── Text provided

George Westall, Jr. is the president, sole director and sole shareholder of the other defendants. He became involved with sludge dewatering systems when his company, Sears-Westall, became a manufacturer's representative for USEP. After Sears-Westall was terminated as a manufacturer's representative, George Westall became a competitor of USEP and developed and marketed a multi-layer filter plate. USEP/ISR allege that Westall's filter plate infringes the '764 patent.


Westall argues the '764 patent is invalid by virtue of the on-sale bar of 35 U.S.C. Sec. 102(b). According to Westall, the invention was on sale within the meaning of the statute because of the sale to the City of Sunrise and operation of the Sunrise facility.


35 U.S.C. Sec. 102 provides in pertinent part:


Sec. 102. Conditions for patentability; novelty and loss of right to patent


A person shall be entitled to a patent unless


. . . . .


(b) the invention was ... on sale in this country, more than one year prior to the date of the application for patent in the United States....


One of the primary purposes of the on-sale bar is to prevent an inventor from commercially exploiting the exclusivity of an invention in excess of the statutorily authorized period. See General Elec. Co. v. United States, 228 Ct.Cl. 192, 198, 654 F.2d 55, 61, 211 USPQ 867, 873 (1981). If SRS' sale to Sunrise triggers the provisions of Sec. 102(b), USEP/ISR's claim that Westall infringed the '764 patent must fail.



We review the district court's conclusion of a Sec. 102(b) bar as a question of law, while the facts underlying the conclusion are subject to the clearly erroneous standard of review. See Moleculon Research Corp. v. CBS, Inc., 793 F.2d 1261, 1266, 229 USPQ 805, 808 (Fed.Cir.1986), cert. denied, 479 U.S. 1030, 107 S.Ct. 875, 93 L.Ed.2d 829 (1987).

────
── Supplied information

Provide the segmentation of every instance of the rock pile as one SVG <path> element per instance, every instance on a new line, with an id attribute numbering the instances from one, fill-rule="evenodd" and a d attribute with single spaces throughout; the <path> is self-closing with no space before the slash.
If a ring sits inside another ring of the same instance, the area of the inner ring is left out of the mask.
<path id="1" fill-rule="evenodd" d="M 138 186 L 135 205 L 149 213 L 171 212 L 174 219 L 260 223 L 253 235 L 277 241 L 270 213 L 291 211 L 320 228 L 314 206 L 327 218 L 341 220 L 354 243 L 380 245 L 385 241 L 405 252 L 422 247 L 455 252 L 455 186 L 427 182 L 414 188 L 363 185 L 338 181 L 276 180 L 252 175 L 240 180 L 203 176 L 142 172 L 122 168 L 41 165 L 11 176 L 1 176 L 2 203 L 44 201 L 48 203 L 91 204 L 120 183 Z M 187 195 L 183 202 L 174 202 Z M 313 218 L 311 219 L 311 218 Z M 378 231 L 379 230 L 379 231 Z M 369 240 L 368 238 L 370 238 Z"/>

────

- _Complete the following_
a - In the on-sale bar passage, retype the stretch from "Sec. 102. Conditions" through "patent must fail.".
b - Answer these questions using the on-sale bar passage:
(i) What role did Sears-Westall hold for USEP?
(ii) Under which statutory provision does Westall argue the '764 patent is invalid?
(iii) What standard of review applies to the facts underlying the conclusion of a Sec. 102(b) bar?
c - Translate this sentence from the on-sale bar passage into Spanish: "One of the primary purposes of the on-sale bar is to prevent an inventor from commercially exploiting the exclusivity of an invention in excess of the statutorily authorized period."

- _Full solutions_
a -
Sec. 102. Conditions for patentability; novelty and loss of right to patent


A person shall be entitled to a patent unless


. . . . .


(b) the invention was ... on sale in this country, more than one year prior to the date of the application for patent in the United States....


One of the primary purposes of the on-sale bar is to prevent an inventor from commercially exploiting the exclusivity of an invention in excess of the statutorily authorized period. See General Elec. Co. v. United States, 228 Ct.Cl. 192, 198, 654 F.2d 55, 61, 211 USPQ 867, 873 (1981). If SRS' sale to Sunrise triggers the provisions of Sec. 102(b), USEP/ISR's claim that Westall infringed the '764 patent must fail.

b -
(i) It was a manufacturer's representative for USEP.
(ii) 35 U.S.C. Sec. 102(b), the on-sale bar.
(iii) The clearly erroneous standard of review.

c - Uno de los propósitos principales de la prohibición por venta previa es impedir que un inventor explote comercialmente la exclusividad de una invención más allá del período autorizado por la ley.